"""
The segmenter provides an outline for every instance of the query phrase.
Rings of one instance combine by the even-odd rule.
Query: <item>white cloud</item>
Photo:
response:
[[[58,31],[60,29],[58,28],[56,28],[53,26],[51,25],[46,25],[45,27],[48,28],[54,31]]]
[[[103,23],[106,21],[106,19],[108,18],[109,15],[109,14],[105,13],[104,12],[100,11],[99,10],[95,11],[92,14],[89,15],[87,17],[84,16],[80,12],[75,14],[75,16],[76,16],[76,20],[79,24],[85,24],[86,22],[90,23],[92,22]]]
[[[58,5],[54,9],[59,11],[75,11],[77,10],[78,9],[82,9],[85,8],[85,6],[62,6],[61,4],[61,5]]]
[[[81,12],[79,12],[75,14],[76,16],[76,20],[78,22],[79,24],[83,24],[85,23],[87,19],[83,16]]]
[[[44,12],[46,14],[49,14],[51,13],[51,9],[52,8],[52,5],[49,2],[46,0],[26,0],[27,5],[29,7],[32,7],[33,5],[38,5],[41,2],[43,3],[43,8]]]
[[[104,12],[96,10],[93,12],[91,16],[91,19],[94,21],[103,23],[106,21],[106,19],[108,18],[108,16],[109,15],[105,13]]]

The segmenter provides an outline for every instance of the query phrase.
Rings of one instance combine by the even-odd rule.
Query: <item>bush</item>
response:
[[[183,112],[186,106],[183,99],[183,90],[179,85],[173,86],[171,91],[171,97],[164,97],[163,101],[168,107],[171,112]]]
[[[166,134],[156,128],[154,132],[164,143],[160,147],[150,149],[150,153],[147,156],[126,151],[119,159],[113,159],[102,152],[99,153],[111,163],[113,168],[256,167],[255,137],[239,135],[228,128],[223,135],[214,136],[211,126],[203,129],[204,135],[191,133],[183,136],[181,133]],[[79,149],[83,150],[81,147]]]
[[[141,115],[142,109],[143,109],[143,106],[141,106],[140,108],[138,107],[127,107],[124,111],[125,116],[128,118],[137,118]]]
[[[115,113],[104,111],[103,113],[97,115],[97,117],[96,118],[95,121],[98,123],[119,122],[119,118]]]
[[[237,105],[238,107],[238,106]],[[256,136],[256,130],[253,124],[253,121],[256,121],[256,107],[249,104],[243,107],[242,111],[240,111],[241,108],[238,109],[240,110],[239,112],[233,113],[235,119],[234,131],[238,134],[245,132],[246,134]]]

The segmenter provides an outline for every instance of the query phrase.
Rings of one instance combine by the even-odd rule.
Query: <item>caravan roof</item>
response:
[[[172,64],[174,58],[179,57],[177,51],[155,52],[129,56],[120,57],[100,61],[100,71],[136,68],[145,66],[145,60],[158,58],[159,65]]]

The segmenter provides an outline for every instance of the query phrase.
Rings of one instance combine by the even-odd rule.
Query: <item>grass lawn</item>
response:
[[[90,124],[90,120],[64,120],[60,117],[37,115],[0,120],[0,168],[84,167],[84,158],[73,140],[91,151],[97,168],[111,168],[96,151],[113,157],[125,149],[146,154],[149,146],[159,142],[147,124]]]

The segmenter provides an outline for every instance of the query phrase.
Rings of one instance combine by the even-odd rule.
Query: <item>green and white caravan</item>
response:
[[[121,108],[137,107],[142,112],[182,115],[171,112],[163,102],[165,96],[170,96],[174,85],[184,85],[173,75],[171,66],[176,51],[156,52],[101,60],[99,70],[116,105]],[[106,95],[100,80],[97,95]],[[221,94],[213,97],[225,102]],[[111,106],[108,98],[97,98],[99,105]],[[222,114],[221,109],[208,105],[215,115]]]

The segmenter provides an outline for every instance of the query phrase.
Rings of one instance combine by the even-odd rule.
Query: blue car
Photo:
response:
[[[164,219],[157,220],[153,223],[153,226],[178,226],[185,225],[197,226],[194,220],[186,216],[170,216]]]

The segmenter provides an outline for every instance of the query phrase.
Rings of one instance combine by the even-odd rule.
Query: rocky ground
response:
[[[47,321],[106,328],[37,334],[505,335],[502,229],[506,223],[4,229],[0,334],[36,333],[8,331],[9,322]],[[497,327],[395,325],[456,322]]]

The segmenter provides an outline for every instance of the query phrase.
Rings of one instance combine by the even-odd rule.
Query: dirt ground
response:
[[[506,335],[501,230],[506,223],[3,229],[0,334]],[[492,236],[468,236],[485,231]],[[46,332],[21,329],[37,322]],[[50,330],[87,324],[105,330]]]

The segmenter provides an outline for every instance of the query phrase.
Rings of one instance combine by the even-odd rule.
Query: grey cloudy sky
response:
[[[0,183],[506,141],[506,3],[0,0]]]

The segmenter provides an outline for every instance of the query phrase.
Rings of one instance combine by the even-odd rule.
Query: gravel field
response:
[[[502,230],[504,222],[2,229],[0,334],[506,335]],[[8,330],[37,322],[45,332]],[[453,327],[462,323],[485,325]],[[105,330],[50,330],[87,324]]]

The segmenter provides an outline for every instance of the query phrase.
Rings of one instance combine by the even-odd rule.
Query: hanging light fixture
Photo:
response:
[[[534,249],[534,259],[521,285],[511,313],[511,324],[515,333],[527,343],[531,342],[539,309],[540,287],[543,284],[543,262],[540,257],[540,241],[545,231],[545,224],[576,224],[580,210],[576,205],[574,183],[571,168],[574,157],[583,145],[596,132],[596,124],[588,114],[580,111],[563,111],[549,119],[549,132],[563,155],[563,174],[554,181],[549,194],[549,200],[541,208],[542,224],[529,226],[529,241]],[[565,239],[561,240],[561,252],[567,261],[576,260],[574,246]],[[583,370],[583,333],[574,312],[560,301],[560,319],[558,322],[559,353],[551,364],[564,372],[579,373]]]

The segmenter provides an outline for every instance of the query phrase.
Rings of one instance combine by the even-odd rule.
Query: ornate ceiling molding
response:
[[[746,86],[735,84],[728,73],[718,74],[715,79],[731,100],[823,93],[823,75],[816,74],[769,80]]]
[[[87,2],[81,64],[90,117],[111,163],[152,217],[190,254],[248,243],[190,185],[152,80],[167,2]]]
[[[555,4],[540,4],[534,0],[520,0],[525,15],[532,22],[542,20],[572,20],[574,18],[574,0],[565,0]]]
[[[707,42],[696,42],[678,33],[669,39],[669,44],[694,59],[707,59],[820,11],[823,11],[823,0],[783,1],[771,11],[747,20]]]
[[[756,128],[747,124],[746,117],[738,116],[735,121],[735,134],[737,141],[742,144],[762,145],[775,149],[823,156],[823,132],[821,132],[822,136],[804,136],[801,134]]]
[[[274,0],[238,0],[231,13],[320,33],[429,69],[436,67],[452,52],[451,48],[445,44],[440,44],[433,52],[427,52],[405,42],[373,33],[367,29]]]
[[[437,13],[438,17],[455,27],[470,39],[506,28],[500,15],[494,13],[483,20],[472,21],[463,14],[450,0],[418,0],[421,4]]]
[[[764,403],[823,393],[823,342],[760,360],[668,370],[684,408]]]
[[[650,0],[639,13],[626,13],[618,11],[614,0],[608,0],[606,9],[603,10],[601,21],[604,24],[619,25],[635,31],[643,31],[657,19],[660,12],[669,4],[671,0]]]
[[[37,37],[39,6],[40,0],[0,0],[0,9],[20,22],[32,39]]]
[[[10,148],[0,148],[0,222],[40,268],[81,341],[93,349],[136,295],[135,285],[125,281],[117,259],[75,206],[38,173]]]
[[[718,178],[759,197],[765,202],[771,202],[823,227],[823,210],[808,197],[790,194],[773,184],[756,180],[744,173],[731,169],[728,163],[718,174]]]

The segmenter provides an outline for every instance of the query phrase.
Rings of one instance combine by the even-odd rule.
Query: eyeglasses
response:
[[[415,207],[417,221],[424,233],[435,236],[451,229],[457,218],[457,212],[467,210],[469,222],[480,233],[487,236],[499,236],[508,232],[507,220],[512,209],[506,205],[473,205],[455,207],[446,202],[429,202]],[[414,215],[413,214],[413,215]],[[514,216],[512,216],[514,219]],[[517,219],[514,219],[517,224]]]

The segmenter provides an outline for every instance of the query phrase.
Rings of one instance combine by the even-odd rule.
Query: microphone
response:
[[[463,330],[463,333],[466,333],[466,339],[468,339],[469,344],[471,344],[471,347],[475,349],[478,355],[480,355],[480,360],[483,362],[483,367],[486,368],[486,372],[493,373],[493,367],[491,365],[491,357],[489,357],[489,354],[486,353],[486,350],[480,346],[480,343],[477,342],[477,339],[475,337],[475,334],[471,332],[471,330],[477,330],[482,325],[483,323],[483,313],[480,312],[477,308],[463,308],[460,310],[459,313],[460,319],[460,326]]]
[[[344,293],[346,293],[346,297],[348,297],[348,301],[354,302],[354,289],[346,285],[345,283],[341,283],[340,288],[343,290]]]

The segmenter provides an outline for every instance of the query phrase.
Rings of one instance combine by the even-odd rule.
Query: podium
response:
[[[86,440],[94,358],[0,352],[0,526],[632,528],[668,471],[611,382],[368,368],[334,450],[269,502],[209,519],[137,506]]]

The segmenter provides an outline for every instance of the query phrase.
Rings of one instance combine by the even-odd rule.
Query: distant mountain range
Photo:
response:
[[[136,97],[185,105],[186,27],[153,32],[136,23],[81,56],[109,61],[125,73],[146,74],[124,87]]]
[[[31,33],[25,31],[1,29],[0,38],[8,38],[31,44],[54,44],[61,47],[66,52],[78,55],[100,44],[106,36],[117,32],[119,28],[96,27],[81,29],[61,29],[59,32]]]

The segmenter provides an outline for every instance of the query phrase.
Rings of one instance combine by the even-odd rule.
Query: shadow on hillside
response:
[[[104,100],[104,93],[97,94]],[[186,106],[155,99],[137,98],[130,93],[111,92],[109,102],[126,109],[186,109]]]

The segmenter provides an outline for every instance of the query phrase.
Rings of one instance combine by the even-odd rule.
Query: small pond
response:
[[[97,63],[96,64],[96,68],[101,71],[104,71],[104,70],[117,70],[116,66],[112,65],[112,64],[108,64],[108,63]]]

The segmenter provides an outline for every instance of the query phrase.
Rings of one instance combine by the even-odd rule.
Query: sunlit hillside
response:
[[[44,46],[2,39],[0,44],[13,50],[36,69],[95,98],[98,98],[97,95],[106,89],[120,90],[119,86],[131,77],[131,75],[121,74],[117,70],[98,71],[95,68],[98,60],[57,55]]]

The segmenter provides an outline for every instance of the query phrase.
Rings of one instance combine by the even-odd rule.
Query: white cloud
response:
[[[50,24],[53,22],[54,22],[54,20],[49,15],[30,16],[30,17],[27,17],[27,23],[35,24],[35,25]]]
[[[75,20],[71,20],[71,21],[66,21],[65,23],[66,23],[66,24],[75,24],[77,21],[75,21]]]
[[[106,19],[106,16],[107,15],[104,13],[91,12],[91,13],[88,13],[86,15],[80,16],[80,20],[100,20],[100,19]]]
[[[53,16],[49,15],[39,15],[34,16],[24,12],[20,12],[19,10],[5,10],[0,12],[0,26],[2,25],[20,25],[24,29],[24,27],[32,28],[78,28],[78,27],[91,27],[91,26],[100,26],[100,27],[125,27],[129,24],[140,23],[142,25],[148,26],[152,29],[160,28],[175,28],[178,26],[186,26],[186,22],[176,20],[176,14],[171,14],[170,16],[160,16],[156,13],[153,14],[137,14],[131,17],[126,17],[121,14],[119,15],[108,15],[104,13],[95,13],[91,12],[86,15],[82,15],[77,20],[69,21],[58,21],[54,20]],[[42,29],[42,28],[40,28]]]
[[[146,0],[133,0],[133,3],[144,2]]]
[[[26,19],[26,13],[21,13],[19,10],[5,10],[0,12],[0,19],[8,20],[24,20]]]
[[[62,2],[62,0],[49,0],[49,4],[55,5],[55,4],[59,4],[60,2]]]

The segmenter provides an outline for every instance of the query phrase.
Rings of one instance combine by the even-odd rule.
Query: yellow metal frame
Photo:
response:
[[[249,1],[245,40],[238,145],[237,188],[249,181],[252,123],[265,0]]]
"""
WHAT YOU NEED TO DO: Count the lines in the rows above that contain the string "ground", treating case as significant. Reply with the number alone.

ANSWER TO THIS PROBLEM: 2